Text to read:

■ ■ ■ ■ ■ ■ ■

Miguel D'Agostino (; born 1 January 1972) is a former professional football player and current coach. He played as a defender. He was most recently first team coach at PSG.

Club career
Born in Argentina, D'Agostino began his playing career at local side Patronato, before moving to Newell's Old Boys in 1990. D'Agostino played alongside Mauricio Pochettino in Newell's defence before moving to Spain in 1994. Miguel then had a spell playing with Gimnasia Jujuy before moving to Ecuadorian club L.D.U. Quito.
From there, he joined Chilean club CD Palestino, before following in Pochettino's footsteps and heading to play in Spain with SD Compostela. The duo moved to France in 2000, with Pochettino joining Paris Saint-Germain and D'Agostino joining Chamois Niortais.

■ ■ ■ ■ ■ ■ ■

Provided material:
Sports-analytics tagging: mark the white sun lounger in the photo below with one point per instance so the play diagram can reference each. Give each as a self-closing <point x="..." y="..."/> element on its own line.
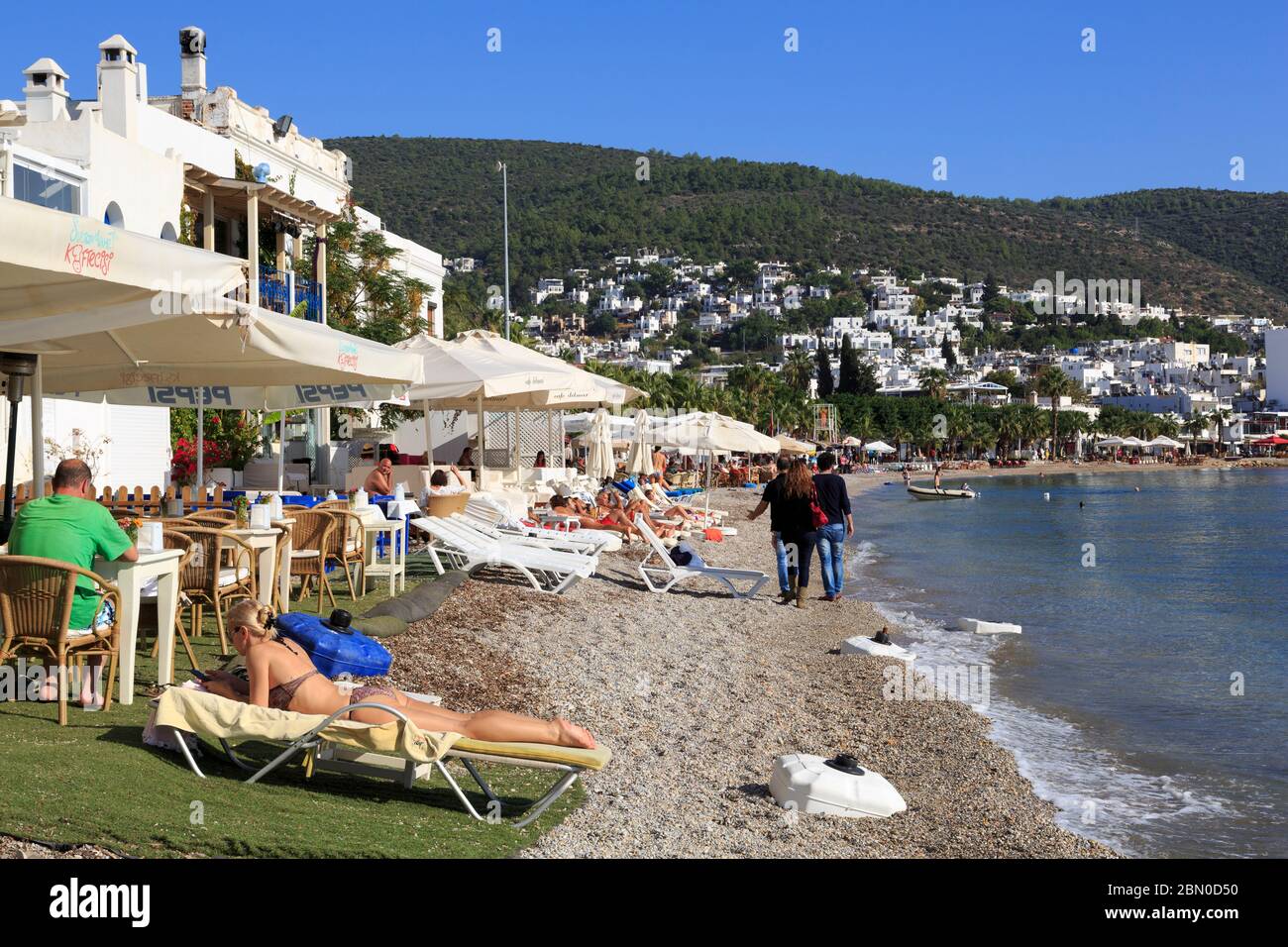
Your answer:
<point x="665" y="575"/>
<point x="395" y="750"/>
<point x="546" y="570"/>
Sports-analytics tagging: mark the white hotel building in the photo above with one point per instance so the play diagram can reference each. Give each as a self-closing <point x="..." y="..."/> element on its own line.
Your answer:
<point x="155" y="163"/>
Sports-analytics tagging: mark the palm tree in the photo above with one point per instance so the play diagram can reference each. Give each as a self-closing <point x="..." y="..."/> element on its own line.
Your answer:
<point x="934" y="382"/>
<point x="1054" y="384"/>
<point x="799" y="369"/>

■ ■ ■ ■ ■ ■ ■

Problems to solve:
1. Please copy the Miguel D'Agostino biography word for word, from "From there, he" up to and including "joining Chamois Niortais.".
2. Carry the Miguel D'Agostino biography forward from its last sentence.
The data has no connection to the Miguel D'Agostino biography.

The replies:
1.
From there, he joined Chilean club CD Palestino, before following in Pochettino's footsteps and heading to play in Spain with SD Compostela. The duo moved to France in 2000, with Pochettino joining Paris Saint-Germain and D'Agostino joining Chamois Niortais.

2.
Coaching career
In the summer 2002, D'Agostino went on to play for Canet-en-Rousillon and then joined Angoulême CFC as a player-assistant. Between 2003 and 2007, he worked as an assistant manager for Stade Brestois 29. Next D'Agostino spent 2007-08 as assistant coach at Dubai CSC in the United Arab Emirates before returning to Brest as chief scout.

Following Pochettino's appointment at Espanyol in January 2009, D'Agostino also did some scouting on behalf of his former teammate, Mauricio Pochettino, before moving to Spain on a permanent basis in 2011. The duo left Espanyol in January 2013 and was hired by Southampton. In May 2014, Pochettino was appointed manager of Tottenham Hotspur and took his staff with him, including D'Agostino. On 19 November 2019, Pochettino and his staff were fired. On 2 January 2021, Mauricio Pochettino was appointed as the head coach of Paris Saint-Germain, D'Agostino joined him as assistant.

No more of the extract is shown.